|Field Of Vision|
Published online May 10, 2013. doi: 10.5306/wjco.v4.i2.43
Revised: March 28, 2013
Accepted: April 28, 2013
Published online: May 10, 2013
In addition to cholesterol reduction, statins, currently the most commonly prescribed drug in the world, have been shown to have anti-neoplastic and immunomodulatory effects. Several observational studies and meta-analyses have shown reduction in risk of multiple cancers. More recently there has been an increasing interest in the potential role of statins as adjuvant therapy after cancer diagnosis and in modifying cancer mortality. Although post-hoc analyses of randomized controlled trials of statins for cardiovascular outcomes have not shown reduction in the risk of cancer mortality with statin use, these studies lack sufficient power to detect a significant difference in cancer outcomes. Recently, in a Danish nationwide population-based cohort study, Nielsen et al showed a 15% reduction in all-cause and cancer-specific mortality in statin users as compared to non-users. Improved survival with statin exposure was seen in 13/27 cancer subtypes, including the 4 most common cancers - lung, prostate, colorectal and breast. In this commentary, we examine this important study, review its implications and limitations, and briefly discuss impact of other drugs like metformin and aspirin that also exhibit anti-neoplastic effects.
Core tip: With increasing economic burden of cancer care, cost-effective, preventive strategies are in focus. Commonly used drugs like statins, metformin and aspirin have been shown to have anti-neoplastic effects and are attractive candidates for cancer chemoprevention and reducing cancer-related mortality. Recently, in a Danish nationwide population-based cohort study, statin users had 15% reduction in all-cause and cancer-specific mortality as compared to non-users. These results are encouraging and show that statin use may be associated with reduced cancer mortality across different subgroups and cancer sites. However, several confounding variables remain, which merit further evaluation before this can change clinical practice.

> [Tasks to complete]:
(1) Condense the paragraph of the statins commentary that begins "Core tip: With increasing economic burden" into a short bulleted list that keeps its main facts.
(2) According to the statins commentary, in how many of the 27 cancer subtypes was improved survival seen with statin exposure?
Rely only on the statins commentary abstract.

> [Supplied entries]:
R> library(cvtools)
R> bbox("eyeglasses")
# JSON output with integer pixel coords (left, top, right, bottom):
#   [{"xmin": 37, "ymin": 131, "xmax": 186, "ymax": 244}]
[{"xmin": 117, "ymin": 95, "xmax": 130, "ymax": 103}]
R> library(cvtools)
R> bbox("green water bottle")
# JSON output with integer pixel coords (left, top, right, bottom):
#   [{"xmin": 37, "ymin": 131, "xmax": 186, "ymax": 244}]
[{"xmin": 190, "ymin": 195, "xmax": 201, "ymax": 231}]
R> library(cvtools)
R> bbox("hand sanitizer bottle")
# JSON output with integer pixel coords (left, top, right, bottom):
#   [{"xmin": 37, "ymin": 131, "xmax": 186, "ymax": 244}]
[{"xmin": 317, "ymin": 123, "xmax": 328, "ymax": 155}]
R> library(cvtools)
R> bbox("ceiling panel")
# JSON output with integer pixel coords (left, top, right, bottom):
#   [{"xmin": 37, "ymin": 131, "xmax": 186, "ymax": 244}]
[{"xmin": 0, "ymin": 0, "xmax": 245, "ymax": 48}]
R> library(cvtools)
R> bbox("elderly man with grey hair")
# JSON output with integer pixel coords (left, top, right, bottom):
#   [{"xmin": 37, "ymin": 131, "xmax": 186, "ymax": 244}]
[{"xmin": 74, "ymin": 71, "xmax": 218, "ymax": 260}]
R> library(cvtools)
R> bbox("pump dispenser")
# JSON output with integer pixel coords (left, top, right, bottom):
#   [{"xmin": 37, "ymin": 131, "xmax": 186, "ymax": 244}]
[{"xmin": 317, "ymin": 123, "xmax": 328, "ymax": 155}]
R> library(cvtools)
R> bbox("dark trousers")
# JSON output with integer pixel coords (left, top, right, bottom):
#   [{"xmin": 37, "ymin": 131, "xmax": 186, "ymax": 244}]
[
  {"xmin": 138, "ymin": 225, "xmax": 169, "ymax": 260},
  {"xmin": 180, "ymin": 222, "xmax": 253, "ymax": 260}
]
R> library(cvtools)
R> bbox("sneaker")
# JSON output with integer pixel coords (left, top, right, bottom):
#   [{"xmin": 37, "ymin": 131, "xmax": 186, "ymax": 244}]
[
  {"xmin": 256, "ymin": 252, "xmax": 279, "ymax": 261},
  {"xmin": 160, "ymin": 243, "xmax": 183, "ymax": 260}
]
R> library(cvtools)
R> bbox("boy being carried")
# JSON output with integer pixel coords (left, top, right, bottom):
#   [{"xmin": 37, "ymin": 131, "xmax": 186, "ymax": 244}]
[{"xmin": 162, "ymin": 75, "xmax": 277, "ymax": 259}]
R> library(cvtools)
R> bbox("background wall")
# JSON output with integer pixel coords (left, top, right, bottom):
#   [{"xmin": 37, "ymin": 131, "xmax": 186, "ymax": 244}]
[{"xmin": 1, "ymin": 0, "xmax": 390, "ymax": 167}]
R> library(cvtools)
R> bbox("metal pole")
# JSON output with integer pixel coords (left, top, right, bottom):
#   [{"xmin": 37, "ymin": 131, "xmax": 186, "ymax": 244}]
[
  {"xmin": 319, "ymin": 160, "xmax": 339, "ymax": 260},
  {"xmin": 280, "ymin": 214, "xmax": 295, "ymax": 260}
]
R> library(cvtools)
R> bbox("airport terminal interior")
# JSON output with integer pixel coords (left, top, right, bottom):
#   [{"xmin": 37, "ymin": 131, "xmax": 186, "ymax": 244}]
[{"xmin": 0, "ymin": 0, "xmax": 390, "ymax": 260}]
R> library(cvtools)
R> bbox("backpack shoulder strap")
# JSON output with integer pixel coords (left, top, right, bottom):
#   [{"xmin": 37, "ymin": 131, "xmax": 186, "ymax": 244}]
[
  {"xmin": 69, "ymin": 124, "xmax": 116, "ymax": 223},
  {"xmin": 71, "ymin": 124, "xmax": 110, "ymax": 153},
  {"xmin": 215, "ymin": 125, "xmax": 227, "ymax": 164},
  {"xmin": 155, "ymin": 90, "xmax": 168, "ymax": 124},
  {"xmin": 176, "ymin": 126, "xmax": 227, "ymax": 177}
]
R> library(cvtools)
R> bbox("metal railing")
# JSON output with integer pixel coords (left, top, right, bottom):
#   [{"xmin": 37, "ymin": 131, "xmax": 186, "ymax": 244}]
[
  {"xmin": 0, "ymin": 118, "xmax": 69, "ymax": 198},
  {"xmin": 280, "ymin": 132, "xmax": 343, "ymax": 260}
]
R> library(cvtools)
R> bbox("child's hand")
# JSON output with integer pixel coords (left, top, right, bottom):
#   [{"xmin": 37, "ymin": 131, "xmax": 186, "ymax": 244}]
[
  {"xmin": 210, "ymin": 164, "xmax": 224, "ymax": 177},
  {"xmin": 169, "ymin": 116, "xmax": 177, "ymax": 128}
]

> [Answers to the tasks]:
(1)
- Rising cancer-care costs have put the focus on cost-effective preventive strategies.
- Statins, metformin and aspirin have shown anti-neoplastic effects and are attractive candidates for cancer chemoprevention and for lowering cancer-related mortality.
- In a Danish nationwide population-based cohort study, statin users had 15% lower all-cause and cancer-specific mortality than non-users.
- These results suggest statin use may be linked to reduced cancer mortality across different subgroups and cancer sites.
- Several confounding variables still need further evaluation before clinical practice should change.

(2) Improved survival was seen in 13 of the 27 cancer subtypes.